> TO-DO LIST:
1) According to the text on high speed line printers, how many lines fit on one page?
2) Decide whether each statement agrees with the text on high speed line printers: (a) The IBM 1403-2 printer used a printer chain. (b) A JOB was sent to the mainframe computer by radio. (c) The paper sat between an inked ribbon and a bank of hammers.
3) From the text on high speed line printers, copy word for word the passage that starts at the words "High Speed Line Printers" and ends at "lines per second).".
:: EXCERPT ::
High Speed Line Printers

On the right is a Computer Operator loading punch cards in to a card reader, but on the left is a High Speed Line Printer.

It is an IBM 1403-2 printer that used a printer chain.

It could print 132 character lines at 600 Lines Per Minute. (Ten lines per second).

The paper was 13 5/16" wide and a continuous strip folded every 11".

The lines were printed at 6 lines per inch, giving 66 lines per page.


This is a photograph of a Remote Job Entry station.
You might wonder what a JOB was.

It was a deck of punch cards that was read in to the card reader on the right,
and transmitted via a telephone line, to a mainframe computer,
where it was executed,
and the results returned down the telephone line to the RJE station
where they were printed on the High Speed Line Printer.

This printer used a printer band.

The paper was between an inked ribbon and a bank of hammers.

Diagram Behind the ribbon was a moving set of print characters.
:::
:: RECORDS SUPPLIED ::
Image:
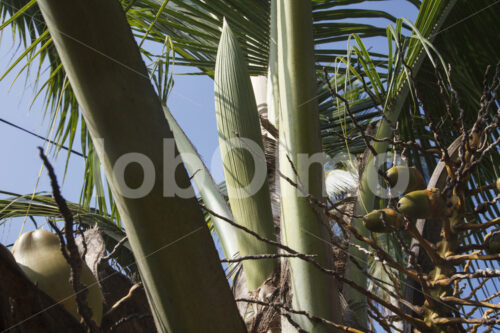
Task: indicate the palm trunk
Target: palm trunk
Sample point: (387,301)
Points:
(172,245)
(303,226)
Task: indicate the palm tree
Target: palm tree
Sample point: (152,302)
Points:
(285,41)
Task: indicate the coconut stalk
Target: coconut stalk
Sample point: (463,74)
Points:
(171,243)
(304,227)
(243,158)
(366,199)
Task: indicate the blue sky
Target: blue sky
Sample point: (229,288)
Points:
(191,102)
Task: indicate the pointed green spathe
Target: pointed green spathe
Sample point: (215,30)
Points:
(172,245)
(243,156)
(302,224)
(209,192)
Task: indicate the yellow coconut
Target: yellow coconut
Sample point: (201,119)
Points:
(415,181)
(422,204)
(39,255)
(374,221)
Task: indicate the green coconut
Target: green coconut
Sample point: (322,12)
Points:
(374,221)
(38,254)
(415,182)
(422,204)
(492,243)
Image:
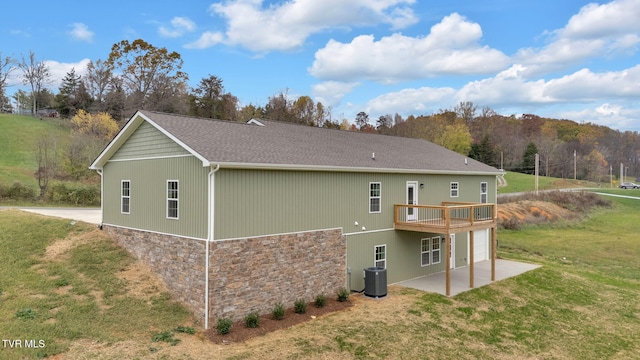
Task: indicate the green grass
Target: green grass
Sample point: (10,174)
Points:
(517,182)
(582,303)
(74,296)
(18,136)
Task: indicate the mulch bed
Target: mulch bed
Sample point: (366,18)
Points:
(240,333)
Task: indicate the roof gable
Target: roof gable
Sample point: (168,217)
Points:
(123,144)
(280,145)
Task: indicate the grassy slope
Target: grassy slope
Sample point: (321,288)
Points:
(517,182)
(75,295)
(18,136)
(581,304)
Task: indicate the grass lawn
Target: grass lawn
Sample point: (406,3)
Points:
(517,182)
(581,304)
(18,136)
(60,283)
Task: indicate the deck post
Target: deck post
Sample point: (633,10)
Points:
(471,259)
(447,246)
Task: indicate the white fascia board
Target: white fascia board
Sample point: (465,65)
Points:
(232,165)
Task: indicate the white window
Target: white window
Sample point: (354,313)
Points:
(430,251)
(374,197)
(125,196)
(483,192)
(425,251)
(454,189)
(380,256)
(435,250)
(172,199)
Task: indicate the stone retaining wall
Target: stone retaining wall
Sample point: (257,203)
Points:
(178,261)
(245,274)
(256,273)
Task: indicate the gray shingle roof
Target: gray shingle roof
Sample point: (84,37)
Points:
(288,145)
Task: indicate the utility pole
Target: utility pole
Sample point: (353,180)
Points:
(537,171)
(574,165)
(610,176)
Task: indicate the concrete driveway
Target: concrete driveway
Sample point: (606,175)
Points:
(88,215)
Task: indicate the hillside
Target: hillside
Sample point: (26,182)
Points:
(18,137)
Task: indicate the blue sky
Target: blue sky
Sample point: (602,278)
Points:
(565,59)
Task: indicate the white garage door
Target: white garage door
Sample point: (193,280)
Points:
(481,245)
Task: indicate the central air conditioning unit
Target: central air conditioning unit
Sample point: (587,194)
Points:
(375,282)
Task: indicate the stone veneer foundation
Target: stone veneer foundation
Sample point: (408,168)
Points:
(249,274)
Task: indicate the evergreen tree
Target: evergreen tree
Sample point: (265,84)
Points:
(529,158)
(67,98)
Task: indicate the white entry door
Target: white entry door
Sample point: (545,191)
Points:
(480,245)
(452,251)
(412,199)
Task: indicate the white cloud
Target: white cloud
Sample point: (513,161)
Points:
(451,48)
(585,85)
(595,21)
(411,101)
(179,26)
(81,32)
(206,40)
(286,26)
(615,116)
(596,31)
(331,93)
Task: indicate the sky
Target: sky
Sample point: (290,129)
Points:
(563,59)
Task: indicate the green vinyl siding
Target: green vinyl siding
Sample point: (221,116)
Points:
(146,142)
(403,255)
(148,195)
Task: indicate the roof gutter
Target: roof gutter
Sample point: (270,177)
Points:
(210,238)
(263,166)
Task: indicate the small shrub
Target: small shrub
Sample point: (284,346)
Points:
(185,330)
(300,306)
(223,326)
(165,336)
(343,295)
(61,282)
(26,314)
(321,300)
(278,311)
(17,191)
(252,320)
(511,224)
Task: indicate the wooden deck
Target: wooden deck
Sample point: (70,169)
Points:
(450,217)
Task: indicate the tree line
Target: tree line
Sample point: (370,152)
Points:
(137,75)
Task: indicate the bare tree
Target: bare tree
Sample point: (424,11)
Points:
(145,69)
(466,110)
(7,66)
(97,81)
(36,74)
(46,156)
(362,120)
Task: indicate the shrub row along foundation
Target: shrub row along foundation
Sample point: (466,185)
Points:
(245,275)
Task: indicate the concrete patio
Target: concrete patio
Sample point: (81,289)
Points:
(460,277)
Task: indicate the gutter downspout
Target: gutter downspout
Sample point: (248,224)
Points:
(210,237)
(99,171)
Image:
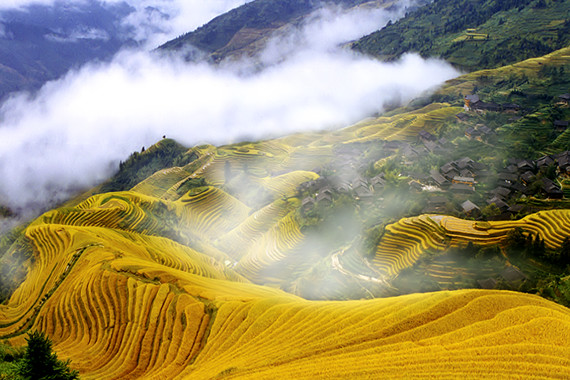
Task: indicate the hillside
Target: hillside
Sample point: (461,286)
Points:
(475,34)
(244,31)
(123,302)
(430,241)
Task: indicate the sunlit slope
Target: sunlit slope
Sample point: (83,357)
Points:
(404,126)
(404,241)
(123,305)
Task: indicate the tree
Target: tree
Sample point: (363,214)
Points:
(41,363)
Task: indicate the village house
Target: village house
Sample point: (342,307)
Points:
(551,190)
(426,136)
(544,162)
(470,102)
(511,108)
(513,275)
(472,133)
(501,205)
(436,205)
(438,179)
(528,177)
(525,165)
(470,208)
(462,117)
(378,182)
(564,99)
(501,192)
(324,199)
(560,125)
(461,188)
(464,180)
(307,204)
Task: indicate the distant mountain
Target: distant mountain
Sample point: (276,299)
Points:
(244,30)
(41,43)
(475,34)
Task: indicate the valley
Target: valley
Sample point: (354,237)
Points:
(431,240)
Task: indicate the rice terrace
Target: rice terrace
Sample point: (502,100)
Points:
(427,239)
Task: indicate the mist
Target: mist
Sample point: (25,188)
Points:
(72,133)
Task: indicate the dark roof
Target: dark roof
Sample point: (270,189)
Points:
(488,106)
(464,162)
(485,130)
(515,209)
(437,200)
(471,132)
(427,136)
(489,283)
(528,176)
(478,166)
(447,167)
(363,192)
(461,188)
(324,197)
(438,178)
(501,191)
(544,161)
(308,201)
(464,179)
(502,205)
(472,98)
(469,206)
(378,180)
(508,177)
(525,164)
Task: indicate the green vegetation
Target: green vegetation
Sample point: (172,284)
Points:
(139,166)
(239,30)
(36,361)
(475,34)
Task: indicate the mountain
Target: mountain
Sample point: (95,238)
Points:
(429,241)
(41,43)
(245,30)
(475,34)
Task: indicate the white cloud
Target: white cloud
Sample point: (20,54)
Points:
(74,131)
(153,21)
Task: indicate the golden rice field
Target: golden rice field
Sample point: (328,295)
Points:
(404,126)
(122,305)
(405,241)
(122,300)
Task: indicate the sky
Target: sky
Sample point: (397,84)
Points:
(73,132)
(154,21)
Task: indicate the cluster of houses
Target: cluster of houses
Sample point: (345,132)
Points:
(459,176)
(474,103)
(322,189)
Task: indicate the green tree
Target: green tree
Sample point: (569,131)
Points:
(41,363)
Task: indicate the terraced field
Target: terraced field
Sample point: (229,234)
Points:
(119,311)
(404,126)
(405,241)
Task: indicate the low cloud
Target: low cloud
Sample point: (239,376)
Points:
(74,131)
(151,22)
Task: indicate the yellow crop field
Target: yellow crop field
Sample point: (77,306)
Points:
(404,126)
(405,241)
(122,302)
(286,184)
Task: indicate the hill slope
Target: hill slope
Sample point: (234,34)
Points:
(475,34)
(245,30)
(123,304)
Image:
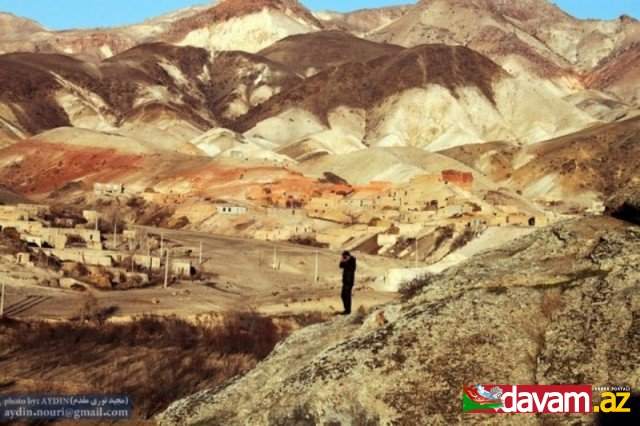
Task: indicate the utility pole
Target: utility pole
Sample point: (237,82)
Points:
(166,271)
(115,235)
(2,302)
(275,257)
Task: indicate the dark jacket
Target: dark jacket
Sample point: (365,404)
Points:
(348,271)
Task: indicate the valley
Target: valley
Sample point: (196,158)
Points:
(195,178)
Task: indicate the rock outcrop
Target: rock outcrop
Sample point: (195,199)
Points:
(557,306)
(625,206)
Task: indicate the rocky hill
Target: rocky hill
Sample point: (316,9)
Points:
(574,170)
(557,306)
(527,37)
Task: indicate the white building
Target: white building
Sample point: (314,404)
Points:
(232,210)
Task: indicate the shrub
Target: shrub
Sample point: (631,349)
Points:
(156,360)
(410,289)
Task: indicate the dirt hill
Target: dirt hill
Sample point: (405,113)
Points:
(364,20)
(551,307)
(307,54)
(577,169)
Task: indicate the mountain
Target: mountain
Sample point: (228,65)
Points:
(156,91)
(618,74)
(571,172)
(362,21)
(430,96)
(12,26)
(491,28)
(225,25)
(248,25)
(533,38)
(307,54)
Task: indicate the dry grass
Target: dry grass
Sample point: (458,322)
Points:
(411,289)
(155,360)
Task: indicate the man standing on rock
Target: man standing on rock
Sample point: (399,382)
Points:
(348,265)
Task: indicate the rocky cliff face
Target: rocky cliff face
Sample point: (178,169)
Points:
(558,306)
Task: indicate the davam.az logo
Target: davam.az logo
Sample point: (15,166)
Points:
(534,399)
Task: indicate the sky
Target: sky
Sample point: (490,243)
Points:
(65,14)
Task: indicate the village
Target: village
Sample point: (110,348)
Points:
(128,258)
(422,220)
(344,216)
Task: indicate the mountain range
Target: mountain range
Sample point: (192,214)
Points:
(281,83)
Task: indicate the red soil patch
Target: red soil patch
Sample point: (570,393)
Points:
(42,167)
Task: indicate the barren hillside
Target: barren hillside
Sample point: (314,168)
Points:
(559,302)
(362,21)
(422,97)
(577,169)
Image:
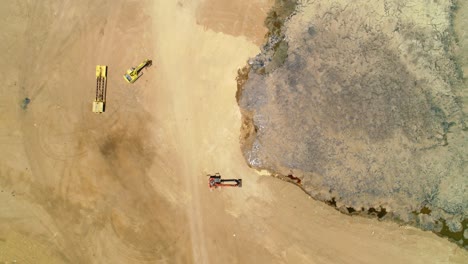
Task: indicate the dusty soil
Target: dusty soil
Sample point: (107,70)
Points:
(129,185)
(364,103)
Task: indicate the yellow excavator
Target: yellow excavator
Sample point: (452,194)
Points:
(135,72)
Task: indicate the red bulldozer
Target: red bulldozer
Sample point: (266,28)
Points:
(215,181)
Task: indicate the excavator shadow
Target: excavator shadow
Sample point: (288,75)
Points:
(215,181)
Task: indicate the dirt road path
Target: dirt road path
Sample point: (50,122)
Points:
(129,186)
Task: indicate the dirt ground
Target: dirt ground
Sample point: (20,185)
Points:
(129,185)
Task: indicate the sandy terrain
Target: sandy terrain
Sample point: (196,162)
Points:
(129,186)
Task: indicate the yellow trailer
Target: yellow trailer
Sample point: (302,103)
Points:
(101,86)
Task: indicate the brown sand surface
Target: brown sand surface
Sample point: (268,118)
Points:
(129,185)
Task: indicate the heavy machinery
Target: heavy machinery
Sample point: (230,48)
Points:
(101,86)
(135,72)
(215,181)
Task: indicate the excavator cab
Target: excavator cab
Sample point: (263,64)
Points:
(135,72)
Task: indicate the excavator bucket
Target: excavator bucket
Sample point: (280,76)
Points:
(135,72)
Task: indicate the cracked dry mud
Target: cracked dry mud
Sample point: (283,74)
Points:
(366,107)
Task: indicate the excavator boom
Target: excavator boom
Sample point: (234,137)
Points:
(134,73)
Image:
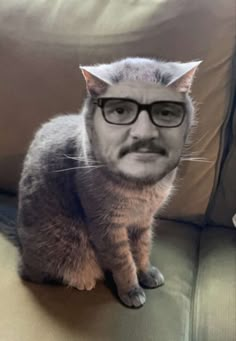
:::
> RESULTS OF THE TASKS:
1) 66 lines per page.

2)
(a) Yes: "It is an IBM 1403-2 printer that used a printer chain."
(b) No: "transmitted via a telephone line, to a mainframe computer"
(c) Yes: "The paper was between an inked ribbon and a bank of hammers."

3)
High Speed Line Printers

On the right is a Computer Operator loading punch cards in to a card reader, but on the left is a High Speed Line Printer.

It is an IBM 1403-2 printer that used a printer chain.

It could print 132 character lines at 600 Lines Per Minute. (Ten lines per second).